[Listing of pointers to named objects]
____

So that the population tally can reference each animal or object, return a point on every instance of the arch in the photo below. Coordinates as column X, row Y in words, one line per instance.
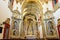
column 28, row 15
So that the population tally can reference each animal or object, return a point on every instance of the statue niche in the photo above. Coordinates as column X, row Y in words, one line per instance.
column 30, row 24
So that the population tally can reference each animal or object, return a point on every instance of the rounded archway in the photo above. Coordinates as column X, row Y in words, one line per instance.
column 30, row 24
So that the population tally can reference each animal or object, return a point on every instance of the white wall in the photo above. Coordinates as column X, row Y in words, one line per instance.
column 56, row 15
column 4, row 10
column 4, row 13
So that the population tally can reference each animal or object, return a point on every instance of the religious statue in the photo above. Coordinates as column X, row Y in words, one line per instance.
column 58, row 26
column 6, row 28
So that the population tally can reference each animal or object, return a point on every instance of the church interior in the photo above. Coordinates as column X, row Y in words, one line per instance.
column 30, row 19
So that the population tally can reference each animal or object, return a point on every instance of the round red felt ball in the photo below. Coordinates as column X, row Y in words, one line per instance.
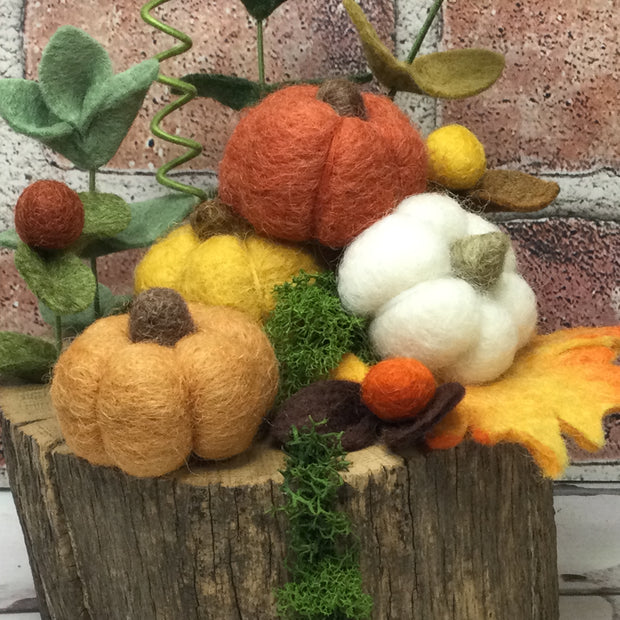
column 297, row 169
column 49, row 215
column 398, row 388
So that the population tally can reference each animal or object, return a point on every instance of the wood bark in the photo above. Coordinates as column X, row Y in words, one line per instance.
column 465, row 534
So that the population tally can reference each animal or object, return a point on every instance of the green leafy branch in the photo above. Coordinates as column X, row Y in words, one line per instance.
column 454, row 74
column 79, row 107
column 323, row 560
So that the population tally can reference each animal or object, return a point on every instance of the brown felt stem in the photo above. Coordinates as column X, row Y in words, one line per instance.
column 479, row 259
column 344, row 97
column 160, row 315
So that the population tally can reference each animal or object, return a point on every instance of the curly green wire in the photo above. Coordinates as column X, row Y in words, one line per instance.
column 189, row 92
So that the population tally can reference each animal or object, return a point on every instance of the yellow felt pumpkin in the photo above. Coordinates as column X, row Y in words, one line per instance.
column 225, row 270
column 142, row 391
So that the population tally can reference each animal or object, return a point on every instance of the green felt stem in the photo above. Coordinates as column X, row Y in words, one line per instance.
column 189, row 92
column 260, row 50
column 417, row 44
column 58, row 334
column 92, row 186
column 97, row 299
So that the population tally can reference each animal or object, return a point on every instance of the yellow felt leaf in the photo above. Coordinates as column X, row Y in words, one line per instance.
column 391, row 72
column 565, row 382
column 457, row 74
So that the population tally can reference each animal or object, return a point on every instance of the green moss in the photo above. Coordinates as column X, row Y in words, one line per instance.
column 311, row 331
column 325, row 579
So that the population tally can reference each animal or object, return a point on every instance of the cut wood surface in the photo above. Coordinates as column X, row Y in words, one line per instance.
column 466, row 534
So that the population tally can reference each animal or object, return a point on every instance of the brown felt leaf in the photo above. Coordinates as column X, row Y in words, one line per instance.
column 391, row 72
column 511, row 190
column 457, row 74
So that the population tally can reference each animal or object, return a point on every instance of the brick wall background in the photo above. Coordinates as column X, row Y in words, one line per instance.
column 554, row 113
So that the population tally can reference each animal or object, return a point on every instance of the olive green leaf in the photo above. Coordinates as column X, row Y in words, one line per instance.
column 60, row 280
column 25, row 357
column 392, row 73
column 79, row 108
column 150, row 220
column 9, row 239
column 236, row 93
column 72, row 65
column 511, row 190
column 73, row 324
column 457, row 74
column 105, row 215
column 22, row 106
column 261, row 9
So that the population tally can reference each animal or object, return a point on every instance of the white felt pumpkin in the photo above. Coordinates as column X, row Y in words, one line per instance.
column 442, row 287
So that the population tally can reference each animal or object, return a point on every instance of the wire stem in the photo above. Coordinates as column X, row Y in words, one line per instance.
column 91, row 181
column 97, row 300
column 260, row 49
column 58, row 333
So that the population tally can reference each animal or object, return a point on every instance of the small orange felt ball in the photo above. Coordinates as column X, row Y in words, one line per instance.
column 301, row 166
column 398, row 388
column 49, row 215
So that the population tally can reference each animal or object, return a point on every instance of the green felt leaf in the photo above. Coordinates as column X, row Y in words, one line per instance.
column 23, row 108
column 73, row 65
column 110, row 110
column 61, row 280
column 457, row 74
column 150, row 220
column 9, row 239
column 236, row 93
column 391, row 72
column 105, row 215
column 73, row 324
column 25, row 357
column 261, row 9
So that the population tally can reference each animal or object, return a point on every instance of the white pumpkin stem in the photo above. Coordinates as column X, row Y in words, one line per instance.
column 479, row 259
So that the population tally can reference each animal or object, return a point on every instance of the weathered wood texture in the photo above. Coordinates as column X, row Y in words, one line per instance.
column 466, row 534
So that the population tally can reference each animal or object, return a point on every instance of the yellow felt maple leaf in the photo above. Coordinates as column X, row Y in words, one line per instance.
column 565, row 382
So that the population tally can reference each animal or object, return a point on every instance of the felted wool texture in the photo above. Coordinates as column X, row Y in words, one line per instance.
column 142, row 410
column 231, row 373
column 398, row 388
column 144, row 407
column 420, row 309
column 222, row 270
column 409, row 433
column 337, row 402
column 297, row 170
column 350, row 368
column 512, row 190
column 456, row 157
column 49, row 215
column 564, row 382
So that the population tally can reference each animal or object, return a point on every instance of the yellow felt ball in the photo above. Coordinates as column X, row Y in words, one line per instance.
column 456, row 157
column 223, row 270
column 350, row 368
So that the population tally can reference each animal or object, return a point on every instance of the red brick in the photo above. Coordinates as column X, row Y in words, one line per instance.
column 556, row 106
column 302, row 39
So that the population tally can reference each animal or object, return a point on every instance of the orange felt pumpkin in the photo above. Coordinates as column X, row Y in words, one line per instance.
column 142, row 391
column 309, row 163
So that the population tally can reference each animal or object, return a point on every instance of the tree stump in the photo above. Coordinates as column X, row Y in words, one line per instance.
column 465, row 534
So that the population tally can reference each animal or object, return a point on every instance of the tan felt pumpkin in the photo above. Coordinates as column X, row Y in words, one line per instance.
column 144, row 406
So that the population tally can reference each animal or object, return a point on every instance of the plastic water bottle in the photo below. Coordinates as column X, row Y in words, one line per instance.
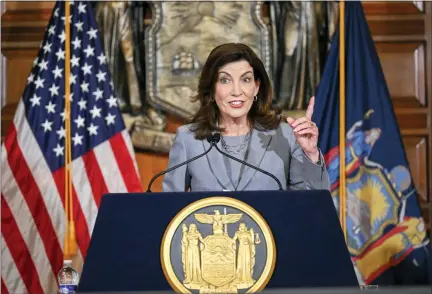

____

TASK:
Transcribe the listing above line for line, reproducing every line of text precisely, and omit the pictures from your answer.

SOLUTION TO THIS TASK:
So that the population tally can reference each animal or object, return a point on every instance of the arch in the photo below. Coordinates as column X, row Y in words, one line per instance.
column 28, row 15
So that the population tally can reference each animal or object, return a point on every instance of the statue niche in the photo above. Coordinates as column X, row Y in words, one line per instance.
column 30, row 24
So that the population tally can reference each animal or object, return a point on every instance of the rounded archway in the photo above. Coordinates as column X, row Y in words, one line per instance.
column 30, row 24
So that the population tally can reference each animal or object, return a point on every instance of the white wall in the photo above. Coordinates as column X, row Y in words, one line per instance.
column 56, row 15
column 4, row 10
column 4, row 13
So that the population tally can reference each animal or object, return a point on every instance of the religious statue in the photo above. Coordinates as column X, row Y in words, one line per instance.
column 58, row 26
column 6, row 28
So that the population tally can reference each animal or object, return a point on every instance of the church interior in the photo above. Coordinates as column X, row Y in words, one line per instance.
column 30, row 19
So that the population tally can reference each animal or object, return a point on every instance of the round red felt ball in the photo below. Coordinates as column X, row Y in words, one line per instance.
column 297, row 169
column 49, row 215
column 398, row 388
So that the population tally can reference each animal or object, return a point on every instance of the wood bark in the photo above. Coordinates as column X, row Y in words, one line per instance.
column 465, row 534
So that the population tally can reference each animal or object, return a point on every instance of the green leafy branch in the photo above. Coordinates as column X, row Y in words, one line per instance.
column 454, row 74
column 79, row 107
column 323, row 560
So that the population tally can reference each animal or object, return a point on every instance of the brown felt stem in the photo above. Coordinates as column X, row Y in words, one line per instance.
column 479, row 259
column 344, row 97
column 160, row 315
So that the population tally can reference each animal or object, return a point on every instance of the curly green wire in the photo above. Coordinates as column X, row Y in words, one line per instance.
column 189, row 92
So that the population tally can reference each animal or object, return a point on every instance of the yellow felt pumpkin in the photo above. Coordinates as column X, row Y in words, one line per instance.
column 225, row 270
column 142, row 391
So that the population tally can reference each animal or object, return a point on every instance of the green felt stem in the photo above. Coordinates as column X, row Y in words, one line per instance.
column 189, row 92
column 260, row 50
column 417, row 44
column 58, row 334
column 92, row 186
column 97, row 299
So that the population tally can reference each animal or object, return a point on every instance of the yellow felt leaf in the photo above. Coordinates as column X, row Y in words, one line per instance.
column 391, row 72
column 565, row 382
column 457, row 74
So that the population tally can reference each animal or object, return a point on every instance of the green moss in the photo above. Coordinates as column X, row Y in words, one line per instance.
column 311, row 331
column 325, row 579
So that the population tally can reference each animal or object, return a point on every instance of the cut wood surface in the photo above. Coordinates as column X, row Y in words, one line per instance.
column 466, row 534
So that the population tally can reference each animal or object, return a point on every instance of the brown felt leaf in the photo above. Coordinates as column X, row Y in words, one line per instance.
column 391, row 72
column 511, row 190
column 457, row 74
So that the population tally can reference each animal or object, return a point on every instance of the brick wall background in the photo above. Coordinates as column X, row Y in words, one line per instance.
column 554, row 113
So that the population tally can reference each animal or object, return a point on every instance of the olive green leaf in the photo above. Coordinates as column X, row Y in words, one line per instance.
column 60, row 280
column 25, row 357
column 392, row 73
column 79, row 108
column 150, row 220
column 9, row 239
column 236, row 93
column 72, row 65
column 511, row 190
column 73, row 324
column 457, row 74
column 105, row 215
column 22, row 106
column 261, row 9
So that the population tally can reference each animal or object, return a point on every instance of the white felt pumpkin in the photo above. Coordinates as column X, row Y in words, one line per instance.
column 442, row 287
So that the population tally can reference each animal or object, return a point on every instance of the wire stem in the photo above. Coordinates as column X, row Y in words, one line per instance.
column 91, row 181
column 97, row 300
column 260, row 49
column 58, row 333
So that the population tally can reference each animal or object, return a point on every instance of the small orange felt ball in the photo above. Coordinates as column X, row Y in words, one line per instance.
column 301, row 166
column 398, row 388
column 49, row 215
So that the population tally can reference each animal or object, return a point on every instance of the green felt leaf in the photo above. Coordinates as column X, row Y in words, one line per instance.
column 23, row 108
column 73, row 65
column 110, row 110
column 61, row 280
column 457, row 74
column 150, row 220
column 9, row 239
column 236, row 93
column 391, row 72
column 105, row 215
column 73, row 324
column 25, row 357
column 261, row 9
So that the population tally can reference each animal or object, return a point on every instance of the white pumpkin stem in the photo above. Coordinates as column X, row Y in words, one line per instance.
column 479, row 259
So that the population tally can reference each animal or object, return a point on every instance of the weathered wood texture in the photo above. Coordinates as column X, row Y in words, one line per instance.
column 466, row 534
So that the population tally can reference each animal or object, return a point on every instance of the yellow felt maple leaf in the photo above. Coordinates as column X, row Y in words, one line per instance.
column 565, row 382
So that the population tally can reference each animal or object, return a point on every instance of the felted wool texture in the photo above. Coordinates as column X, row Y in words, one line per instance.
column 142, row 410
column 231, row 373
column 398, row 388
column 144, row 407
column 420, row 309
column 222, row 270
column 409, row 433
column 337, row 402
column 297, row 170
column 350, row 368
column 512, row 190
column 456, row 157
column 49, row 215
column 564, row 382
So that the population tally can reference each animal or object, return a point on every instance of the yellow felt ball in the photo above. Coordinates as column X, row Y in words, one line per instance.
column 456, row 157
column 223, row 270
column 350, row 368
So that the population tally can reference each animal or object, return a point on every instance of the red brick in the photo above. Coordinates as column X, row Y in words, one line per instance.
column 556, row 106
column 302, row 39
So that the population tally can reference each animal or object, return a point on every instance of the orange felt pumpkin in the photo above. Coordinates as column X, row Y in words, one line per instance.
column 142, row 391
column 309, row 163
So that the population tally can reference each animal or object, return a point on every instance of the tree stump in the photo above. Coordinates as column X, row Y in words, one line per instance.
column 465, row 534
So that the population tally can reference each animal or object, return a point on every instance of the tan felt pumpkin in the photo above. Coordinates as column X, row Y in words, one line per instance.
column 144, row 406
So that the population tally can reference each animal or object, return a point on every instance of the plastic water bottle in the photo below. Coordinates as column X, row Y in words, one line per instance.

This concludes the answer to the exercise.